### DIRECTIVE
Extend the essay on why enablers tolerate corruption, beginning right after its last sentence and not drawing on the rows that come after it.

### PROVIDED PASSAGE
In Part IV, I set up the basic problem of competing values for those who enable corruption by allowing those like Trump to attain and retain positions of power. In order to remove them, you have to be willing to sacrifice something. Non-corruption is a value. If you don't actually value it, you won't sacrifice anything to achieve it, so you will tolerate any level of corruption on your own side, while decrying even the most minor violations by anyone with whom you have competing interests.
The basic principle I have set up, then, is that there are things that enablers are unwilling to lose. When those goals are on the line, enablers will tolerate any and all corruption.
What is the most important issue to you? Abortion? Guns? Water Fluoridation?
Climate change? Nuclear weapons?
What makes it so important? Number of lives at stake? When I tried to look at Roy Moore from a social conservative's perspective, that was essentially my point. If you treat abortion as a number-of-lives-at-stake issue because you have a theological belief that life begins at conception, then a lot of lives are at stake, and you can justify voting for even a reprehensible shitbag like Moore. If you are reading a Trump-bashing political scientist's blog, even a contrarian one like mine, you probably aren't a bible-thumping right-winger, but substitute your favorite issue, and you might make the same choice. If you're honest with yourself, you know it.

### STORED DATA
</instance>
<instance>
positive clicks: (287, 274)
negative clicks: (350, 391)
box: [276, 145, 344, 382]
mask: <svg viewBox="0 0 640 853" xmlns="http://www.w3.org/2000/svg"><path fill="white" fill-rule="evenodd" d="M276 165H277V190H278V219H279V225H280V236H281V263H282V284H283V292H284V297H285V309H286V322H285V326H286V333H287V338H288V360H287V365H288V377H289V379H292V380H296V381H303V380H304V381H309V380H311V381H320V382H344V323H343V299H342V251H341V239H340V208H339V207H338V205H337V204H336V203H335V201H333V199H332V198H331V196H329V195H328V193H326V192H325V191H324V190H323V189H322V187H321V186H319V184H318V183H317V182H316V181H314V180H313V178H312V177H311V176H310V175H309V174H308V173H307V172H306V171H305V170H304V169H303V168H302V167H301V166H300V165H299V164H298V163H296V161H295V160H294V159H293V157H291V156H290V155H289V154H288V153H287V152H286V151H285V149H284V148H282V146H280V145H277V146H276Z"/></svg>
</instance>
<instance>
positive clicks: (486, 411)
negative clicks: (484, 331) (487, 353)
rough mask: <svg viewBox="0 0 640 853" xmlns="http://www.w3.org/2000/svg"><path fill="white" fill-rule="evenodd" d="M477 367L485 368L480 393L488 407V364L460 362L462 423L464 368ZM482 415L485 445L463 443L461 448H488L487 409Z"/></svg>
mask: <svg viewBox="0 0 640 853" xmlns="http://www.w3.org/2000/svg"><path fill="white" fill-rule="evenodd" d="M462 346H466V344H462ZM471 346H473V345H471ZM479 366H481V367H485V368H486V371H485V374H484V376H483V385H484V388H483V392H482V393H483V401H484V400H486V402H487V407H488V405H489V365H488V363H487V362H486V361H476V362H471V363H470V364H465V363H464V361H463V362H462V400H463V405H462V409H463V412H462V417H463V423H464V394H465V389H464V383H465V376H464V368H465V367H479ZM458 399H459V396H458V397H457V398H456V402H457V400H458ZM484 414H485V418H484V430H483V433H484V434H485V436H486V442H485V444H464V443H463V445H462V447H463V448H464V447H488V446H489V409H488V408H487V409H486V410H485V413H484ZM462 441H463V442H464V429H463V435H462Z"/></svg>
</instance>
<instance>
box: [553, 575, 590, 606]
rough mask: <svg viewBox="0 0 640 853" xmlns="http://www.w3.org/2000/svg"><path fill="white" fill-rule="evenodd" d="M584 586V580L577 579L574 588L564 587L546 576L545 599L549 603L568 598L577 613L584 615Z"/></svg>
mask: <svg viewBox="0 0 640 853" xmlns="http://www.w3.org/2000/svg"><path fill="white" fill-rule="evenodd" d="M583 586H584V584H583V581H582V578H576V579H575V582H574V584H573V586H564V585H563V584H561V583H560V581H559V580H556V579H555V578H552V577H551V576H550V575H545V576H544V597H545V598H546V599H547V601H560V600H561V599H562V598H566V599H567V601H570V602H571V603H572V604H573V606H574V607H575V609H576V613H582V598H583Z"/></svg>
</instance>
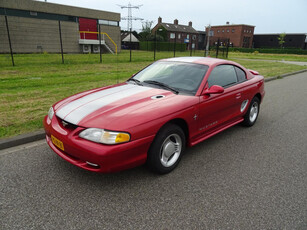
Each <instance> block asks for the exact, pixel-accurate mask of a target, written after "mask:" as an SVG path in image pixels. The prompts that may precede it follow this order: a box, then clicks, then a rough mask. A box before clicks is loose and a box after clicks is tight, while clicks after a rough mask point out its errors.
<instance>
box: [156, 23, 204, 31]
mask: <svg viewBox="0 0 307 230" xmlns="http://www.w3.org/2000/svg"><path fill="white" fill-rule="evenodd" d="M160 25H162V26H163V27H164V28H165V29H166V30H168V31H171V32H186V33H195V34H197V33H198V32H197V31H196V30H195V29H194V28H193V27H192V26H186V25H175V24H171V23H165V22H163V23H160Z"/></svg>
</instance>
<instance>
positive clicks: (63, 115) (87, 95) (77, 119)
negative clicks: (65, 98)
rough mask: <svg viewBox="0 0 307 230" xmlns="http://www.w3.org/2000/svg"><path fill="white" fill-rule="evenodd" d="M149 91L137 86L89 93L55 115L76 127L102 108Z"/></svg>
mask: <svg viewBox="0 0 307 230" xmlns="http://www.w3.org/2000/svg"><path fill="white" fill-rule="evenodd" d="M150 89H152V88H148V87H143V86H137V85H123V86H118V87H114V88H110V89H106V90H102V91H99V92H96V93H91V94H89V95H87V96H84V97H82V98H80V99H77V100H75V101H72V102H70V103H68V104H67V105H65V106H64V107H63V108H61V109H59V110H58V111H57V112H56V115H57V116H58V117H60V118H61V119H63V120H65V121H67V122H69V123H72V124H75V125H77V124H78V123H79V122H80V121H81V120H82V119H83V118H85V117H86V116H87V115H89V114H91V113H93V112H94V111H96V110H98V109H100V108H102V107H103V106H106V105H109V104H111V103H113V102H115V101H118V100H121V99H124V98H126V97H129V96H132V95H134V94H137V93H141V92H144V91H147V90H150Z"/></svg>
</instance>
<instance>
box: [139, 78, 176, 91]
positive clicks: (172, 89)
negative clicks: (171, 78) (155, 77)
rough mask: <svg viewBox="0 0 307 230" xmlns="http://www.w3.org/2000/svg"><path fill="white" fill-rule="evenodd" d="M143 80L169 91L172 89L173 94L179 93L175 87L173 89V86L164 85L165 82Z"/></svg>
mask: <svg viewBox="0 0 307 230" xmlns="http://www.w3.org/2000/svg"><path fill="white" fill-rule="evenodd" d="M144 82H145V83H148V84H153V85H157V86H160V87H162V88H164V89H168V90H171V91H173V92H174V93H175V94H178V93H179V91H178V90H176V89H174V88H172V87H170V86H169V85H166V84H164V83H162V82H159V81H152V80H147V81H144Z"/></svg>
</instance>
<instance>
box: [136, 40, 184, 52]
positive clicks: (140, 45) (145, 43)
mask: <svg viewBox="0 0 307 230" xmlns="http://www.w3.org/2000/svg"><path fill="white" fill-rule="evenodd" d="M156 45H157V47H156V50H157V51H173V50H174V43H172V42H157V43H156ZM154 48H155V42H154V41H144V42H140V48H139V49H140V50H147V51H153V50H154ZM176 51H181V52H184V51H186V44H184V43H176Z"/></svg>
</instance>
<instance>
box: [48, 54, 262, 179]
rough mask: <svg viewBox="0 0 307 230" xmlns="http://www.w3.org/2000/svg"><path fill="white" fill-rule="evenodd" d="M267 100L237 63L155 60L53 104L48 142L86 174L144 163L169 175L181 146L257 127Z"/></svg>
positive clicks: (49, 126) (177, 158)
mask: <svg viewBox="0 0 307 230" xmlns="http://www.w3.org/2000/svg"><path fill="white" fill-rule="evenodd" d="M264 94H265V93H264V79H263V77H262V76H260V75H259V74H258V73H257V72H256V71H253V70H247V69H245V68H244V67H242V66H241V65H239V64H237V63H235V62H231V61H226V60H221V59H214V58H203V57H180V58H170V59H165V60H160V61H157V62H154V63H153V64H151V65H149V66H148V67H146V68H145V69H143V70H141V71H140V72H138V73H137V74H135V75H134V76H132V77H131V78H130V79H128V80H127V81H126V82H124V83H121V84H117V85H113V86H108V87H103V88H98V89H93V90H89V91H86V92H83V93H79V94H76V95H74V96H71V97H68V98H66V99H64V100H62V101H59V102H57V103H56V104H55V105H53V106H52V107H51V108H50V110H49V112H48V115H47V116H46V117H45V118H44V127H45V130H46V139H47V143H48V144H49V146H50V147H51V149H52V150H53V151H54V152H56V153H57V154H58V155H59V156H61V157H62V158H64V159H65V160H66V161H68V162H70V163H72V164H74V165H76V166H79V167H80V168H83V169H87V170H90V171H94V172H115V171H120V170H124V169H127V168H131V167H135V166H138V165H141V164H144V163H145V162H146V163H147V164H148V166H149V167H150V168H151V169H152V170H154V171H155V172H158V173H162V174H163V173H168V172H170V171H172V170H173V169H174V168H175V167H176V166H177V165H178V163H179V161H180V159H181V156H182V154H183V152H184V150H185V147H186V146H193V145H196V144H197V143H199V142H201V141H203V140H205V139H207V138H209V137H211V136H213V135H215V134H217V133H219V132H221V131H223V130H225V129H227V128H229V127H231V126H233V125H236V124H238V123H243V124H244V125H246V126H252V125H254V124H255V122H256V120H257V117H258V114H259V109H260V102H261V101H262V99H263V97H264Z"/></svg>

### WRITTEN ANSWER
The enablers are those who basically just have a broad set of issues on which they won't accept a loss. This is where we get to Levitsky & Ziblatt's How Democracies Die. Ideological collusion. It isn't just the psychopath at the top who kills democracy. The problem? Those who enable him in exchange for the policies that they get along the way.
The enablers are those who look at the corruption evident in someone like Trump and accept it because to do otherwise would be to accept policy loss. I have regularly made a somewhat different argument than Levitsky & Ziblatt, focusing on the electoral consequences for the GOP if Trump were ever impeached, but the basic logic of accepting corruption in exchange for policy is compatible. Once those electoral losses occur, they are followed by policy loss, so at the core, we're still in Levitsky & Ziblatt territory. Ideological collusion. No collusion, my ass.
Trump may very well shut down the Mueller investigation and destroy the independence of the DoJ to save himself, which would be a tragic blow to democracy. And if that happens, the GOP will stand by and let it happen, and in many cases, cheer him on.
Why? Because while some would say, in the abstract, that they value an independent DoJ, they care so much more about tax cuts and Supreme Court seats that there is no level of corruption that could possibly outweigh the value of even a tiny tax increase, or a single Supreme Court seat given the weights they ascribe to each within their utility functions.
That is what it is to be an enabler of corruption. To say, you may lie, cheat and steal to your heart's content and destroy any democratic norm you want because I would rather have you do that than permit taxes to go up one penny on those whom I choose to protect. (Note the selectivity within the 2018 tax bill).
How does one come up with such a weighting? What are the consequences? More to come...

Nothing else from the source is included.